Teks yang Diberikan:
----------------------------------------

Perang Suriah dan Kisah Pengepungan Kota Madinah

Allah Subhanahu Wata’ala mengirim angin topan, merusak barisan pertahanan konvoi militer sampai tenda dan belanga mereka beterbangan Sebagaimana Perang Ahzab, idenya berawal dari Yahudi yang tinggal dalam Kota Madinah Perang Suriah dan Kisah Pengepungan Kota Madinah
ilustrasi
Oleh: Muh. Istiqamah, S.Sy
AKSI militer Rusia dengan dukungan Iran menyerang Negeri Suriah mengingatkan kita akan peristiwa Perang Khandaq (Parit) atau al-Qur’an menyebutnya sebagai Perang Ahzab (berbagai golongan).
Kala itu, di saat cahaya Islam itu baru bersinar di Madinah, semua musuh bersatu ingin memadamkannya. Berawal dari makar Yahudi Bani Nadhir di madinah merayu Quraisy agar memulai misi penghapusan Islam sampai ke akar-akarnya. Setelah itu, Bani Ghathafan dengan seluruh kabilahnya; Bani Fazarah, Bani Murrah, Bani Asyja’, Bani Asad dan seluruh kabilah lainnya.
Sementara dari selatan, Kaum Quraisy dibantu Bani Kinanah dan penduduk Tihamah. Semuanya mencapai 10.000 pasukan. Jumlah tentara yang mengalahkan jumlah semua penduduk Madinah saat itu, termasuk anak-anak, wanita, anak muda dan orangtua.
Kalau pasukan militer itu tiba-tiba menghantam Madinah, bisa saja kota itu dibumi-hanguskan.
Rasulullah Shallallahu ‘Alaihi Wassallam langsung membuat musyawarah tingkat tinggi, berbicara strategi perang. Hingga muncul penggalian parit atas ide Salman al-Farisi. Sebuah strategi perang ala Persia yang belum dikenal Bangsa Arab. Menggali parit yang dalam, lebar dan panjang, sebagai benteng alami.
Setelah selesai, Sang Panglima, Rasulullah Shallallahu ‘Alaihi Wassallam membawa 3000 pasukan menghadapi konvoi militer 10.000 personil bersenjata lengkap.
Benteng parit itu ternyata taktik yang sangat jitu. Mereka kaget, ternyata dua pasukan ini terhalang dari battle head to head karena parit besar menganga di tengahnya.
Singkat kisah, Kota Madinah dikepung selama sekitar 50 hari.
Dari depan berhadapan dengan pasukan koalisi. Dari dalam berhadapan dengan Yahudi Bani Quraizhah. Sampai wanita yang diungsikan akhirnya memberanikan diri melawan pengkhianatan Yahudi ini.

----------------------------------------

Data:
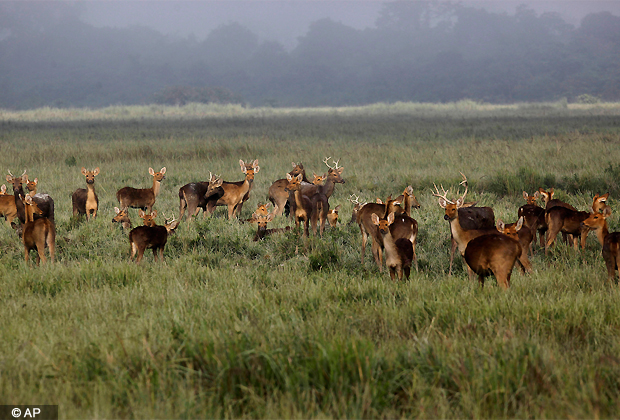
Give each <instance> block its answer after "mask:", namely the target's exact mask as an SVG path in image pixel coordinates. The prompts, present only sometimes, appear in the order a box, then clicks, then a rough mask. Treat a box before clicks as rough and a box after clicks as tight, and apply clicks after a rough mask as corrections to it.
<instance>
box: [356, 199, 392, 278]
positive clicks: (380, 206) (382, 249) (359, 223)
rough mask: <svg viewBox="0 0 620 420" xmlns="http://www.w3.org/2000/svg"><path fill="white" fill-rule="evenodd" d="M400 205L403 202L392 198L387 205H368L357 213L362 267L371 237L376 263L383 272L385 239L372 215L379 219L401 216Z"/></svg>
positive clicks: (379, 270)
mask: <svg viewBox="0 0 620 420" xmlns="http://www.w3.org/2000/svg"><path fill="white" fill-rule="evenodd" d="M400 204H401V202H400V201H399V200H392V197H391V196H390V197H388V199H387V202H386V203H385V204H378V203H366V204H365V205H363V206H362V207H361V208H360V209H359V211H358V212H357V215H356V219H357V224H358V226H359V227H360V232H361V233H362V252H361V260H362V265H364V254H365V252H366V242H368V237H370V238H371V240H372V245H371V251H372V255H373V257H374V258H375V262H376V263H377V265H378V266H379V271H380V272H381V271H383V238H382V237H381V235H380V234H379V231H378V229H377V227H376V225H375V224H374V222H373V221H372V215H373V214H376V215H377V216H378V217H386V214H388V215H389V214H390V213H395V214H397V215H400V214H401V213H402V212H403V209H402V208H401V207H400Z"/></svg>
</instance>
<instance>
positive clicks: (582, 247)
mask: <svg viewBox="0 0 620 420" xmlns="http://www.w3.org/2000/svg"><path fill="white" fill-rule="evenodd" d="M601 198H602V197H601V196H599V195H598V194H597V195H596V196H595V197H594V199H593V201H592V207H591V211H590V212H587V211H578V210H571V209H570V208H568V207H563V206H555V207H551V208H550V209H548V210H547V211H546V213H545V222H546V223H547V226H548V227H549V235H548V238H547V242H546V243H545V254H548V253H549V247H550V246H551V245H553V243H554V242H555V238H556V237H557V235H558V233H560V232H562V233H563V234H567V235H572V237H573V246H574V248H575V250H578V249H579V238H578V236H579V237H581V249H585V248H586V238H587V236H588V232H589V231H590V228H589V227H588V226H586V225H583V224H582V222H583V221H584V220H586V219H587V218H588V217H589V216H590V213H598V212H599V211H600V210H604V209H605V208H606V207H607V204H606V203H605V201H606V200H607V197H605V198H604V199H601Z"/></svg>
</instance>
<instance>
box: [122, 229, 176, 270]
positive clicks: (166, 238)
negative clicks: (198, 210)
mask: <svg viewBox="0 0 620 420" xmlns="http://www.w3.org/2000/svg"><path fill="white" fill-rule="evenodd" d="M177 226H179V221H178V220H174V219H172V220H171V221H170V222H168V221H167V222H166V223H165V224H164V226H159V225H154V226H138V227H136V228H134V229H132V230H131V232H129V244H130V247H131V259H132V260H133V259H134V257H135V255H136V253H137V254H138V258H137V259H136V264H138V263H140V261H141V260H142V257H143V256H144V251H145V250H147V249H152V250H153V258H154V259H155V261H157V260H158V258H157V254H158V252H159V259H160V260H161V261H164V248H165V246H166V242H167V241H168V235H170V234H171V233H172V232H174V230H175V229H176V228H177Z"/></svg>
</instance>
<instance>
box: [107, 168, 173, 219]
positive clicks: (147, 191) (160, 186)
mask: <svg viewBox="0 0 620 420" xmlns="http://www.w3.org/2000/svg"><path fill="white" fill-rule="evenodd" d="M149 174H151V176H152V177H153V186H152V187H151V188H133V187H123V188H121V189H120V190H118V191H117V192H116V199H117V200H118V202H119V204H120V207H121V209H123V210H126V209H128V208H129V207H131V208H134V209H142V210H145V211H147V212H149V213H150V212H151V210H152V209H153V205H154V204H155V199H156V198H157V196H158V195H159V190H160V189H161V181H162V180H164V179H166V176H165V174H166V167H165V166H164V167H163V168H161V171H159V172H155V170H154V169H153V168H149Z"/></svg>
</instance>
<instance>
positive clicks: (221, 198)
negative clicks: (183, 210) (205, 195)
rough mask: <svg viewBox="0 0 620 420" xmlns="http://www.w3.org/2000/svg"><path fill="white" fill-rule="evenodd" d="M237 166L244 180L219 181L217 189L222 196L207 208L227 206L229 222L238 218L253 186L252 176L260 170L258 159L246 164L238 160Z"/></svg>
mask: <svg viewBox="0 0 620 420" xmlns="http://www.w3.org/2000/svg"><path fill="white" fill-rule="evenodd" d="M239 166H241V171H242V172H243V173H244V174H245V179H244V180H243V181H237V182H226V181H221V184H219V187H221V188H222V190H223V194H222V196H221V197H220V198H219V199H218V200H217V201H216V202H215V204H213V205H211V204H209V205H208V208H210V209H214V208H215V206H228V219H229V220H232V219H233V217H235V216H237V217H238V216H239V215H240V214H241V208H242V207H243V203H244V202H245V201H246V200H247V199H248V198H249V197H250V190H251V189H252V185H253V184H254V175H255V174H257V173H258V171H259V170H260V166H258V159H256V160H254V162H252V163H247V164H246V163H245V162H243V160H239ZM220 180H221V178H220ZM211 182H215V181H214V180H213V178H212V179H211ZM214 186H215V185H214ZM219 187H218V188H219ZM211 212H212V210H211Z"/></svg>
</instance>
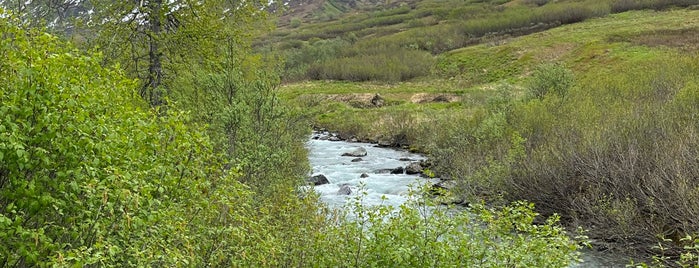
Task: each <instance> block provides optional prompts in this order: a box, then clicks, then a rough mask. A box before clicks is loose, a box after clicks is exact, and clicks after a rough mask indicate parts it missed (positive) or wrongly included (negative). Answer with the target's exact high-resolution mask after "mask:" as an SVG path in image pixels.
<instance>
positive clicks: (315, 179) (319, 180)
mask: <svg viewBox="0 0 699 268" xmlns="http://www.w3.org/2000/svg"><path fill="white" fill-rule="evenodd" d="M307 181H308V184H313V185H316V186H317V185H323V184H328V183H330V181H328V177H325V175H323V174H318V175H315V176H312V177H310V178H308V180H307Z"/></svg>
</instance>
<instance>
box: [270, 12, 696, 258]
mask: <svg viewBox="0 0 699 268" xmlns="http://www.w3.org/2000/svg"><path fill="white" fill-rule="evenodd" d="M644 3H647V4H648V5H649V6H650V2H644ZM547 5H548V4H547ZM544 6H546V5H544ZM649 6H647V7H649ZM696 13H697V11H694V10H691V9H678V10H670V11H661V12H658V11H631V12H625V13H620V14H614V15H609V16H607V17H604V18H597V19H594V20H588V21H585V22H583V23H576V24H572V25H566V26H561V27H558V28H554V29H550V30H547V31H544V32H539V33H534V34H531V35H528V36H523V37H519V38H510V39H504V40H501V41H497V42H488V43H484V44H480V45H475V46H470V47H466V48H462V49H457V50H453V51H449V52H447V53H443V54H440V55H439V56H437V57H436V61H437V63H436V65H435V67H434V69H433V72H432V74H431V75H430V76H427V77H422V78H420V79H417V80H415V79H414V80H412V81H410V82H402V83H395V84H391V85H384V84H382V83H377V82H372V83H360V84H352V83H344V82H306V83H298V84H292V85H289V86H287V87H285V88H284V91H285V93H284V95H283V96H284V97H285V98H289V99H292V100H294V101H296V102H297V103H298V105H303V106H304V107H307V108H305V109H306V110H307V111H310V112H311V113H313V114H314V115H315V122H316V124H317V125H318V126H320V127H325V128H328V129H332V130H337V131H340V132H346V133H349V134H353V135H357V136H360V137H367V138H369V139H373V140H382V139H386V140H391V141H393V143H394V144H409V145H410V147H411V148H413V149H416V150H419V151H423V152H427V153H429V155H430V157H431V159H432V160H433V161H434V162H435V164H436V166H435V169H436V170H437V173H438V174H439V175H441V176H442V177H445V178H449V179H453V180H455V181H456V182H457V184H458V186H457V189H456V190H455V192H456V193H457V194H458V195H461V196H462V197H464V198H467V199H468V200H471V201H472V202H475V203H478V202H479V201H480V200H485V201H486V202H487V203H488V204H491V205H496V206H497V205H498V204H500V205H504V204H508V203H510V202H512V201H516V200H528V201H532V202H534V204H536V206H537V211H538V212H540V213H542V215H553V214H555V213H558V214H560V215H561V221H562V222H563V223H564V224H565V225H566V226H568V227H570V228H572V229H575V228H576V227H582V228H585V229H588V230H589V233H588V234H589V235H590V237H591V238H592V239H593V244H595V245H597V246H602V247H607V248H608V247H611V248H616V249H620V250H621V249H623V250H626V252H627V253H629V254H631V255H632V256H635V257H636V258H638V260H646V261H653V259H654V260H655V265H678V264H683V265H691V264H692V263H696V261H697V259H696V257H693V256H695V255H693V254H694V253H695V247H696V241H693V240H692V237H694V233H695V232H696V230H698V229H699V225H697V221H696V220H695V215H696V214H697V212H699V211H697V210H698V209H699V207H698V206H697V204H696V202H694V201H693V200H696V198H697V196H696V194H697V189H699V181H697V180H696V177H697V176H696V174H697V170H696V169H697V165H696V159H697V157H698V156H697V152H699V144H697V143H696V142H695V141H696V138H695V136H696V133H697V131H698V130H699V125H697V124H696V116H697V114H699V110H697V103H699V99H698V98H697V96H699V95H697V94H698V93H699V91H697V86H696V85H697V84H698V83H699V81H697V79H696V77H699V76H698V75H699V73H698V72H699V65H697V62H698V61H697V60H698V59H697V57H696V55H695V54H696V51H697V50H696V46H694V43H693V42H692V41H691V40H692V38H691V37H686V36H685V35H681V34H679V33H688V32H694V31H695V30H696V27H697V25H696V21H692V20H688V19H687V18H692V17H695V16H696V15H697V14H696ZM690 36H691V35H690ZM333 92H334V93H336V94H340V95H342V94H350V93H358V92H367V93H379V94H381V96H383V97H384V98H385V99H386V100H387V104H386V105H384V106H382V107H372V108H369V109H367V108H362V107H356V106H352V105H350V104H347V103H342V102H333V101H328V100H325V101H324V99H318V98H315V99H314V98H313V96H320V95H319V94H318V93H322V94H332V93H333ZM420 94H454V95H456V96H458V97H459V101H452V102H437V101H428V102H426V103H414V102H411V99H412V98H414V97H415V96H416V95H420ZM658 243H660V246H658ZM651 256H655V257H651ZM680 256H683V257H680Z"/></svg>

----------------------------------------

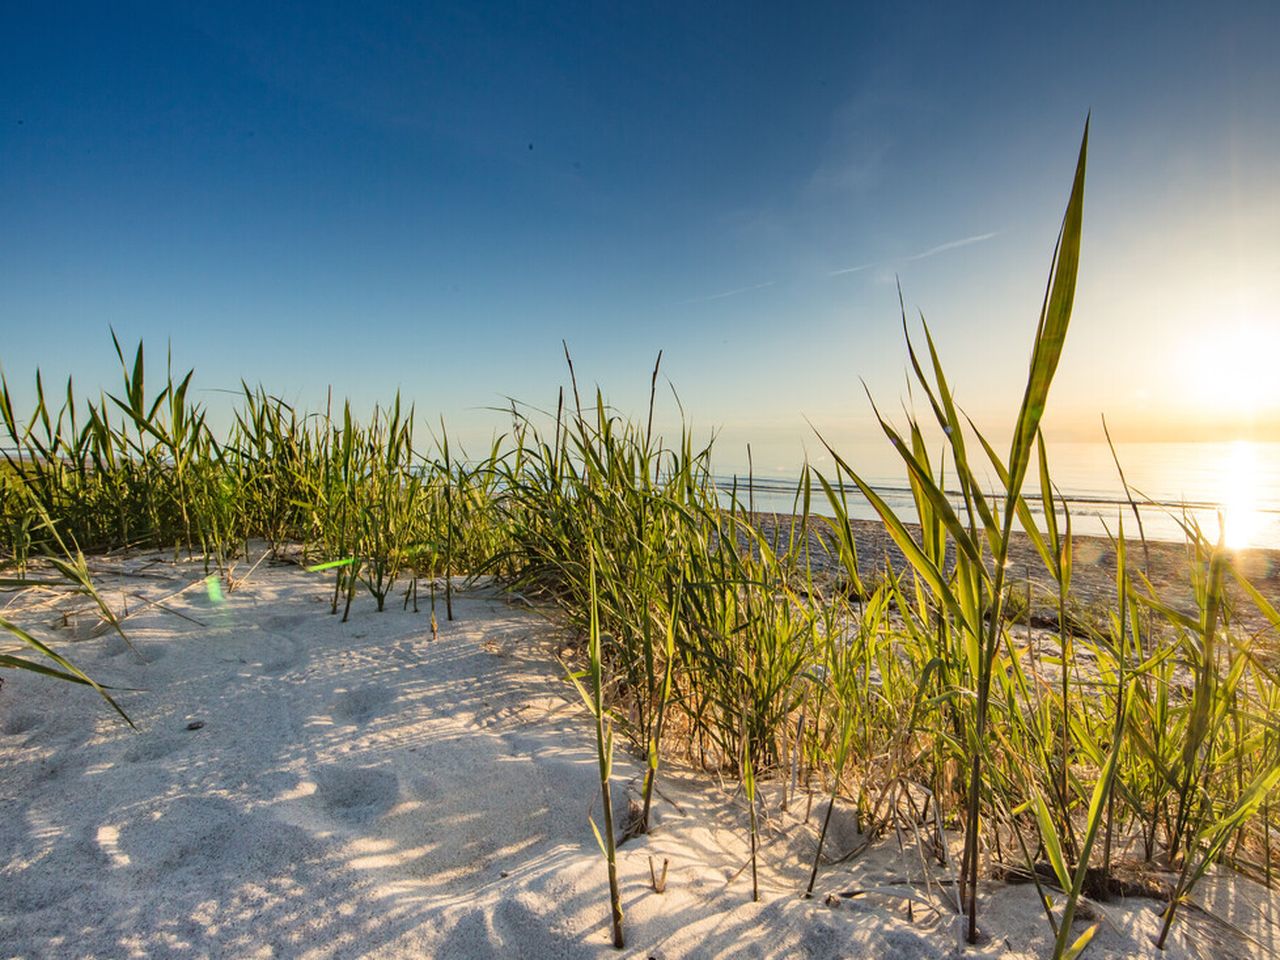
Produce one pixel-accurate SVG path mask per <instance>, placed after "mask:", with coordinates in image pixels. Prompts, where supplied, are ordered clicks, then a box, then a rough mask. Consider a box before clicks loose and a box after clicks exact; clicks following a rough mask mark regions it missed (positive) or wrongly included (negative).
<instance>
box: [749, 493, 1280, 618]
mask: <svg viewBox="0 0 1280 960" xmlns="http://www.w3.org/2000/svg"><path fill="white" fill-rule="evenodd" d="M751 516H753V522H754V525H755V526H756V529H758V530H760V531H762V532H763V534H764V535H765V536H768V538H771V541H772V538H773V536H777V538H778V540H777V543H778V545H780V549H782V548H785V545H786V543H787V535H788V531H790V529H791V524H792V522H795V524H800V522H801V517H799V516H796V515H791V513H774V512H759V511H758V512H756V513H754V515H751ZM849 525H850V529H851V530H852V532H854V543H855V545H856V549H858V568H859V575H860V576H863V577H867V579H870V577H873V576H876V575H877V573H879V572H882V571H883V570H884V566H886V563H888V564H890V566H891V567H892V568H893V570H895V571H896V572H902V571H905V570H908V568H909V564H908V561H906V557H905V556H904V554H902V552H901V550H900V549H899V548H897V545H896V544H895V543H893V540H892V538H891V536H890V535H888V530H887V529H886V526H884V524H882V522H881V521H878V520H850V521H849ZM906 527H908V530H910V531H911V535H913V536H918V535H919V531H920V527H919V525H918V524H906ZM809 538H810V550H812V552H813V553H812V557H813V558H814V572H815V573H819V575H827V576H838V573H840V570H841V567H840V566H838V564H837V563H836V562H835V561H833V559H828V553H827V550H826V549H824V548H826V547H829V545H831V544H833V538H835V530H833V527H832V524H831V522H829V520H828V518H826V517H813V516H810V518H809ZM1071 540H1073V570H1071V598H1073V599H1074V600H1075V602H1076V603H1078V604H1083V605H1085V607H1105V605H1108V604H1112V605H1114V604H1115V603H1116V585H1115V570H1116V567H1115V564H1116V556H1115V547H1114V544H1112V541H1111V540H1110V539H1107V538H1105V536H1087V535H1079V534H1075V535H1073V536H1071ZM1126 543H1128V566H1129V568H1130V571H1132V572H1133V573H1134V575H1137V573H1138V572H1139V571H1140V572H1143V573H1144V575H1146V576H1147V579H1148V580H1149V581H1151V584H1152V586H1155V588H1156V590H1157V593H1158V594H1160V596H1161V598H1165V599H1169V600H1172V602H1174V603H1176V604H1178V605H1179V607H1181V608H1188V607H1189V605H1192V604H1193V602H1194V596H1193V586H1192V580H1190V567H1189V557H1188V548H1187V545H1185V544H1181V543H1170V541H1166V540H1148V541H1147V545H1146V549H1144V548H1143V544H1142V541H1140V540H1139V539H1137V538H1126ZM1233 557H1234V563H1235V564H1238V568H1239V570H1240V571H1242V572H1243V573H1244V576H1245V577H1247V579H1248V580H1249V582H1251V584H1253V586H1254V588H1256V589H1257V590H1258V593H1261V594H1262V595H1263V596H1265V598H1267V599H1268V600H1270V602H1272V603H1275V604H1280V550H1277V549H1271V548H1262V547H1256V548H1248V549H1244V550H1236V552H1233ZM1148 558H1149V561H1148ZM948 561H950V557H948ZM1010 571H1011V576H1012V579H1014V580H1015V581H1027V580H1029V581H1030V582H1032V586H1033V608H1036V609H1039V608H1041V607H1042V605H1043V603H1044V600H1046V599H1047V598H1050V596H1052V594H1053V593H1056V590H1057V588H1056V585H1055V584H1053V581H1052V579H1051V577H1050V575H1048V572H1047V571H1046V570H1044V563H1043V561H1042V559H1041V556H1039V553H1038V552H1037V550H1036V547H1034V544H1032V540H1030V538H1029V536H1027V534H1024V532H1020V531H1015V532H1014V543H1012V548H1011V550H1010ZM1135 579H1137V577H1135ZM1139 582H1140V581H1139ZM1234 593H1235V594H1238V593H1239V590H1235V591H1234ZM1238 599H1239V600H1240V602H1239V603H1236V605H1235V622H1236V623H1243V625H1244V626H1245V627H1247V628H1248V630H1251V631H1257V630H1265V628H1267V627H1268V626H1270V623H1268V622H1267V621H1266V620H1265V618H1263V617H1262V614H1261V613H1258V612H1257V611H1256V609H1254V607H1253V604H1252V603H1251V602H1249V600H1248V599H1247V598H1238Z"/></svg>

----------------------------------------

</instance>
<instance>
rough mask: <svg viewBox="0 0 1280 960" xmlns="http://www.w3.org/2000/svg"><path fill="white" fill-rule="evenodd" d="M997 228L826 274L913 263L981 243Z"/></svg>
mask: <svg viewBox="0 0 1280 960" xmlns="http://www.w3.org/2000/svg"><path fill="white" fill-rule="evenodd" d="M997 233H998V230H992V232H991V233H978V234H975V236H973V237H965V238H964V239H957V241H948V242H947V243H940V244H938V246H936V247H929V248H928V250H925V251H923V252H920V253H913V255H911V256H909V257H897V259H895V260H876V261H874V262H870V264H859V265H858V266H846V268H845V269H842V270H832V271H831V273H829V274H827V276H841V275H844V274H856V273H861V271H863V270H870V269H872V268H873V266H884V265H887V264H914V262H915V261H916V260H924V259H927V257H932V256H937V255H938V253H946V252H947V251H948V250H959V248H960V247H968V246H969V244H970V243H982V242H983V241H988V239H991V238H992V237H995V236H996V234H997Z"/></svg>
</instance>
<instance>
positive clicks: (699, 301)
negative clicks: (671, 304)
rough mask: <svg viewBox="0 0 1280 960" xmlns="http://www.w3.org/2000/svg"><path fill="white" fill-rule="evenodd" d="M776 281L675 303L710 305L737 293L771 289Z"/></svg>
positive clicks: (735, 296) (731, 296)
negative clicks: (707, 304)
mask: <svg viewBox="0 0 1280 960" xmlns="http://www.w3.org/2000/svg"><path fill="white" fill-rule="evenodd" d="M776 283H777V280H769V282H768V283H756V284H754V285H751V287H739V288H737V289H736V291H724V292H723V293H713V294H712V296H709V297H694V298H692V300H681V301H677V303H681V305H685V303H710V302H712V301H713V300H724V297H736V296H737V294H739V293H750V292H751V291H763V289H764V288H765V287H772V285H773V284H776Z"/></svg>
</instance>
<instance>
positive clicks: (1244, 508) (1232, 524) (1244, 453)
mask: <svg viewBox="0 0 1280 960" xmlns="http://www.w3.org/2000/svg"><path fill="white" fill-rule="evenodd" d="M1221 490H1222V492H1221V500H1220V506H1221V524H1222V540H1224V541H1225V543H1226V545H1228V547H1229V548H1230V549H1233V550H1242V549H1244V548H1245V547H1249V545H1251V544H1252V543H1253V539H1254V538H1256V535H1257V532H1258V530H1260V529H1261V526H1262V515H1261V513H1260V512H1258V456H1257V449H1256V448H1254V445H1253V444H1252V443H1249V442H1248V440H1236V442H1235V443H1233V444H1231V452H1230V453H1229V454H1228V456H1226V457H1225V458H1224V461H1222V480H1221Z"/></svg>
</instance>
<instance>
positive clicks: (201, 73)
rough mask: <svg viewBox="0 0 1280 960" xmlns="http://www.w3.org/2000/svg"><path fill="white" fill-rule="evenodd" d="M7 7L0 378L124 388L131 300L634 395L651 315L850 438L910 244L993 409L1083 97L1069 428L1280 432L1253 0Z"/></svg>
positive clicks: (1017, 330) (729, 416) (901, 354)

----------------------------------------

Tujuan Latihan:
Silakan kutip dengan tepat bagian teks tentang pengepungan Kota Madinah, dari "Kalau pasukan militer" sampai "personil bersenjata lengkap.". Baris-baris data tidak berperan apa pun di sini.

Hasil Latihan:
Kalau pasukan militer itu tiba-tiba menghantam Madinah, bisa saja kota itu dibumi-hanguskan.
Rasulullah Shallallahu ‘Alaihi Wassallam langsung membuat musyawarah tingkat tinggi, berbicara strategi perang. Hingga muncul penggalian parit atas ide Salman al-Farisi. Sebuah strategi perang ala Persia yang belum dikenal Bangsa Arab. Menggali parit yang dalam, lebar dan panjang, sebagai benteng alami.
Setelah selesai, Sang Panglima, Rasulullah Shallallahu ‘Alaihi Wassallam membawa 3000 pasukan menghadapi konvoi militer 10.000 personil bersenjata lengkap.